> **WHAT IS EXPECTED**: Starting at the beginning of the listing and ending at the line that contains "column 603, row 323", write out those lines again with "largest disc" swapped for "biggest circle" and everything else left unchanged.
— START OF SUPPLIED ENTRIES —
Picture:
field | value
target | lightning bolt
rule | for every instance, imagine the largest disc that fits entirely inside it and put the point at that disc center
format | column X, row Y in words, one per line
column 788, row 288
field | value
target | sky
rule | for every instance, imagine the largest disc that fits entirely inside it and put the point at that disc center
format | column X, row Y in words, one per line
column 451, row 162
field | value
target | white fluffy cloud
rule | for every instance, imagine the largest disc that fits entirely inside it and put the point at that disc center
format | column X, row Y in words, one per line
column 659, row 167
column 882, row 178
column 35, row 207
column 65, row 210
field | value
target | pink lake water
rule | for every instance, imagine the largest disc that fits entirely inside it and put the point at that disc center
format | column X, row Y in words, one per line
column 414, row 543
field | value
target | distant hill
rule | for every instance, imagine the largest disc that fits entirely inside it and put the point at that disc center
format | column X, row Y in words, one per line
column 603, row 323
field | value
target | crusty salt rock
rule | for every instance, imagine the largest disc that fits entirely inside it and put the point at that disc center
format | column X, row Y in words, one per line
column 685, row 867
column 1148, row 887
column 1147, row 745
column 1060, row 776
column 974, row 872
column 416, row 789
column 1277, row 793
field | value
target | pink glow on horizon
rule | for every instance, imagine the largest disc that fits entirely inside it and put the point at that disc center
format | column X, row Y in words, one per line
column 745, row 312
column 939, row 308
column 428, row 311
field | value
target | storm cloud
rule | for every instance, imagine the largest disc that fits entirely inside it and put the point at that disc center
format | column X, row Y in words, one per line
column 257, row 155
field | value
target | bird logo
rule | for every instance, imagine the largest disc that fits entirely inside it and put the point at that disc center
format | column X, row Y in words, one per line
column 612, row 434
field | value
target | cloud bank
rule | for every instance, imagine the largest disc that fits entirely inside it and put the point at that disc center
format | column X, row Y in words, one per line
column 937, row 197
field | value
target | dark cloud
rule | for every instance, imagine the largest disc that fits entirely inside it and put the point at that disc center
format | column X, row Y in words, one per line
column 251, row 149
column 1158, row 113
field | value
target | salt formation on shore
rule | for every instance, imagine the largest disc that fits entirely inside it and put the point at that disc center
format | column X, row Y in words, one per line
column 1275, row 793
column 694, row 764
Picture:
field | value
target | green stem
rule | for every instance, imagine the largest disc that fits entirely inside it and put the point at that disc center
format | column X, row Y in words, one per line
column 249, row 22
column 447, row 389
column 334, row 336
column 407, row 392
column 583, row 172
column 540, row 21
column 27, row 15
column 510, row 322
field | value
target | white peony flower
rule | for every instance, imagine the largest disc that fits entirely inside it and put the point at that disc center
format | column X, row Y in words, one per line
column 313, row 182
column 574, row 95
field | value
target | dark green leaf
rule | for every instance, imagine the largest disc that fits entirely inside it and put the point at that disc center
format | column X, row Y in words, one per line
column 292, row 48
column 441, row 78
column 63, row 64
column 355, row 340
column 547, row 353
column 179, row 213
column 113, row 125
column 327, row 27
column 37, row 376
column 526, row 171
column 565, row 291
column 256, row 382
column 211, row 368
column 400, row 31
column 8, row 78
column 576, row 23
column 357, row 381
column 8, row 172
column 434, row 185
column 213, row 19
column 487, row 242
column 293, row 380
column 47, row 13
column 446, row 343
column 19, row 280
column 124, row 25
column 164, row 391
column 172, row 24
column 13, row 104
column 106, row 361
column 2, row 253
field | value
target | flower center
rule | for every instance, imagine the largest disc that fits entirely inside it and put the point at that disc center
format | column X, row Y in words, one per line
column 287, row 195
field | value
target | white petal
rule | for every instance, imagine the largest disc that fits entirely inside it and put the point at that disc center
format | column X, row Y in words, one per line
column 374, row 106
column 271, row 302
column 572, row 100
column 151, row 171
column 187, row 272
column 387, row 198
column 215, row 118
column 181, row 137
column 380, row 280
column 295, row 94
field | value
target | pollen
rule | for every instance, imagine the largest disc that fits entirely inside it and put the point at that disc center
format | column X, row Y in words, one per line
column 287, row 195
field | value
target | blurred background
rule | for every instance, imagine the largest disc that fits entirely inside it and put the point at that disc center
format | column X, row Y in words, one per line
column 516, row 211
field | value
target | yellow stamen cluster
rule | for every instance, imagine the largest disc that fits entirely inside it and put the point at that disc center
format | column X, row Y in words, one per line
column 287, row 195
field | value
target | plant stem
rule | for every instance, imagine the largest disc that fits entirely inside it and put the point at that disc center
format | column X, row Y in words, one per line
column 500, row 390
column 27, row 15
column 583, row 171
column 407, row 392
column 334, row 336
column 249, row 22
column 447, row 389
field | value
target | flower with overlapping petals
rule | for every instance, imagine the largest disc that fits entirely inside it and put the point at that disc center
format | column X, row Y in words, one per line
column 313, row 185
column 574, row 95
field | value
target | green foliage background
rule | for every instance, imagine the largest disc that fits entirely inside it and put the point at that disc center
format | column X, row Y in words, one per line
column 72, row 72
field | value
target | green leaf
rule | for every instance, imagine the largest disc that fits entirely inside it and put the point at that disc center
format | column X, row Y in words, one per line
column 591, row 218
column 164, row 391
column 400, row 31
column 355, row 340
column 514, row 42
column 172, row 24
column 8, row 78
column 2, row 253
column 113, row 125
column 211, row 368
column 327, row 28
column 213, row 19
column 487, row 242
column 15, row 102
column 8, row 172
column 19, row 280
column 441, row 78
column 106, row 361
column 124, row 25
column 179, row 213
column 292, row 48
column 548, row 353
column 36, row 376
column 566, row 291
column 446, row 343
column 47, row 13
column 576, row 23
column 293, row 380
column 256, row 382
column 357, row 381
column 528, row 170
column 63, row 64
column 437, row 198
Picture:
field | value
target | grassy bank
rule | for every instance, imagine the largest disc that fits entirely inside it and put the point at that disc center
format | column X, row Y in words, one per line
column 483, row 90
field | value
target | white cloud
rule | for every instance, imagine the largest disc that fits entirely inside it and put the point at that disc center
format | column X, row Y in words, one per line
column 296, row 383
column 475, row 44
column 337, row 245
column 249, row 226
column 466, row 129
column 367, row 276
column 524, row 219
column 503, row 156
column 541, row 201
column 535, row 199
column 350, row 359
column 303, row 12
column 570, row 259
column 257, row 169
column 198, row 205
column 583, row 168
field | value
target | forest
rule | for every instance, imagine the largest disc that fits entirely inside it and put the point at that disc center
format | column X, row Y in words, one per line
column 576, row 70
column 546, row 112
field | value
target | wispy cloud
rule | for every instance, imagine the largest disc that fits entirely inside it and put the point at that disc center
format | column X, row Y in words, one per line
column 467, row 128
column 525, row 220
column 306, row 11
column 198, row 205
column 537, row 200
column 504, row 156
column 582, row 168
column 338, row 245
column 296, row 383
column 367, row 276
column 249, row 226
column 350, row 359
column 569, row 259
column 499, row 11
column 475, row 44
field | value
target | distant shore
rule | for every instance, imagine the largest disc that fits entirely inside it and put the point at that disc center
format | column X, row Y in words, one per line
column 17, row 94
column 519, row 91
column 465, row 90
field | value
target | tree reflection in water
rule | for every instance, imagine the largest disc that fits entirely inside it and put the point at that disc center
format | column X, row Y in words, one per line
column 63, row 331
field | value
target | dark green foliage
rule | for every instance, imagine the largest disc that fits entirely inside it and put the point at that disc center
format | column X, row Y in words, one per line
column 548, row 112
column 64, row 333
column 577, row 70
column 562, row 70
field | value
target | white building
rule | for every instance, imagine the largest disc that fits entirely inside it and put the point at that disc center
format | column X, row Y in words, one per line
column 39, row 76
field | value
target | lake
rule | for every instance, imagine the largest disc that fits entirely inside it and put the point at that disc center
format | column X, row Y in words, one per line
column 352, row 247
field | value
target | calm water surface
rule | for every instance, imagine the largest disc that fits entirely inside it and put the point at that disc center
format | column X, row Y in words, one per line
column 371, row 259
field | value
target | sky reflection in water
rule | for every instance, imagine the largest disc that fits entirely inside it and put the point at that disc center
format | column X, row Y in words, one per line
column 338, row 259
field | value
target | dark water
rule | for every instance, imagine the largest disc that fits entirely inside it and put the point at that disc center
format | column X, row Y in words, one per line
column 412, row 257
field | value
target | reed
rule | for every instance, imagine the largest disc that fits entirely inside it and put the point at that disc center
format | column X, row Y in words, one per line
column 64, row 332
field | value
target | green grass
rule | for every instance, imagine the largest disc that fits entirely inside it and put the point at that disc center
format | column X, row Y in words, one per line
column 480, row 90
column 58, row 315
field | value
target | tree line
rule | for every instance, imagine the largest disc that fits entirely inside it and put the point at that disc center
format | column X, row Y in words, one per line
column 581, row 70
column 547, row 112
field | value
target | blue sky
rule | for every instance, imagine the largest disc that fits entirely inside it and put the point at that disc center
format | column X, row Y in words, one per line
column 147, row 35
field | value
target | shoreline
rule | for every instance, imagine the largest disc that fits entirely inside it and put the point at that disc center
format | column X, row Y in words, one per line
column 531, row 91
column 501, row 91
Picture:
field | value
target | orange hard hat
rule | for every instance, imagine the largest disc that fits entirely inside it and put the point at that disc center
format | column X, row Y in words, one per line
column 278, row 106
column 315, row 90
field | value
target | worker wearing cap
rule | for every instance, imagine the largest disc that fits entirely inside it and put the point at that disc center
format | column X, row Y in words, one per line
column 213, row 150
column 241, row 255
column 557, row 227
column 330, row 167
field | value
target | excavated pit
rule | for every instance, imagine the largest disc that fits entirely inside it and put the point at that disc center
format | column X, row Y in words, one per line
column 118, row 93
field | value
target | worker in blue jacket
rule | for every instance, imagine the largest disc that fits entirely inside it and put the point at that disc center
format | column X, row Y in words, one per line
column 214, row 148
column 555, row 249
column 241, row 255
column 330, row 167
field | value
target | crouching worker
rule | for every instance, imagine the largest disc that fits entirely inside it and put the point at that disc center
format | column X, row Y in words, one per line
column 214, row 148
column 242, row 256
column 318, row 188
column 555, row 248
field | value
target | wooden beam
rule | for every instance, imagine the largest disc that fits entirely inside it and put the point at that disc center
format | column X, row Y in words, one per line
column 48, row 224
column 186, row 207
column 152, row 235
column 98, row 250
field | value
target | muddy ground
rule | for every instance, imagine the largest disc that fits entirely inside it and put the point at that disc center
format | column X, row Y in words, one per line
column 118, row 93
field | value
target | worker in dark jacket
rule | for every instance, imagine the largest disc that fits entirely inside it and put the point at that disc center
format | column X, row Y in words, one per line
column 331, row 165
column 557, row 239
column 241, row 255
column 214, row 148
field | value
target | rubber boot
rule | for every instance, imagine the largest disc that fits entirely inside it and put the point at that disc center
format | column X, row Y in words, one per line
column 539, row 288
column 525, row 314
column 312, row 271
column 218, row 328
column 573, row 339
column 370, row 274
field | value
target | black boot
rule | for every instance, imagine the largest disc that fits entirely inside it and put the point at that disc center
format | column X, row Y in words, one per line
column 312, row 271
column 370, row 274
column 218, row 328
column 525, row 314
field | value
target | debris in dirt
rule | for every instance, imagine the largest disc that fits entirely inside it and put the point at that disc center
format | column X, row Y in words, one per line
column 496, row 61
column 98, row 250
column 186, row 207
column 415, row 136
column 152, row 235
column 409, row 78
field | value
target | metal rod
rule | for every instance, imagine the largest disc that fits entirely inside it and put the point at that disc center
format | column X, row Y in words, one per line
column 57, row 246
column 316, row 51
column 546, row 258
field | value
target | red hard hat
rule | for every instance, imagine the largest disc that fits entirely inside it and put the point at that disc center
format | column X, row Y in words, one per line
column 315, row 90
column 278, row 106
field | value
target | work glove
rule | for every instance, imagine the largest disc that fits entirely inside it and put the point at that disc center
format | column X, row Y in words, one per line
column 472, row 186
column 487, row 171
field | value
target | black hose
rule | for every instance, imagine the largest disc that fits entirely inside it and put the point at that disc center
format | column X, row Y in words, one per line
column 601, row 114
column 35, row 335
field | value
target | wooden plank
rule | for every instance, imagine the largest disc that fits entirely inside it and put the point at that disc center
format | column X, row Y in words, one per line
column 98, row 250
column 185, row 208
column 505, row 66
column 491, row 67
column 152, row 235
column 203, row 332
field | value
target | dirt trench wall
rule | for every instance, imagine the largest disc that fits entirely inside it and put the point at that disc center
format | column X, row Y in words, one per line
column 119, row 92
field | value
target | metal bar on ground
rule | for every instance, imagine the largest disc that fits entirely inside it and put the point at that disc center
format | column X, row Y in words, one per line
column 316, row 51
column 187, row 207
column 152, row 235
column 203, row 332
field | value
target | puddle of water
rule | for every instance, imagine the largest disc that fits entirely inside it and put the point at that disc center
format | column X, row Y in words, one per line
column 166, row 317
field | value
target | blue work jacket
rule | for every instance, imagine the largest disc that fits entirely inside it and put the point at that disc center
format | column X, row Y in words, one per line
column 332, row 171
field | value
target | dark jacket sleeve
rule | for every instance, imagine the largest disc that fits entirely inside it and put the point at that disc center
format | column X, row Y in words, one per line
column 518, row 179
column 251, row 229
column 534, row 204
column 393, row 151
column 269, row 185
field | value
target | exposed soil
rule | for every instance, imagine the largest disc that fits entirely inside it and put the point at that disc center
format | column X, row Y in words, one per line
— END OF SUPPLIED ENTRIES —
> **IN RESPONSE**:
Picture:
field | value
target | lightning bolt
rule | for every instance, imagine the biggest circle that fits entirely inside it and put the point at that disc center
format | column X, row Y in words, one per line
column 788, row 288
field | value
target | sky
rule | for every instance, imagine the biggest circle that fits entirely inside it and put the point at that disc center
format | column X, row Y in words, one per line
column 451, row 162
field | value
target | white fluffy cloud
rule | for every instance, imagine the biggest circle that fits entirely inside it and put the point at that disc center
format | column X, row Y in words, one per line
column 659, row 167
column 882, row 178
column 35, row 207
column 65, row 210
field | value
target | pink lake water
rule | for every instance, imagine the biggest circle that fits entirely inside it and put the point at that disc center
format | column X, row Y in words, one per line
column 414, row 543
field | value
target | distant hill
rule | for every instance, imagine the biggest circle that fits entirely inside it and put the point at that disc center
format | column X, row Y in words, one per line
column 603, row 323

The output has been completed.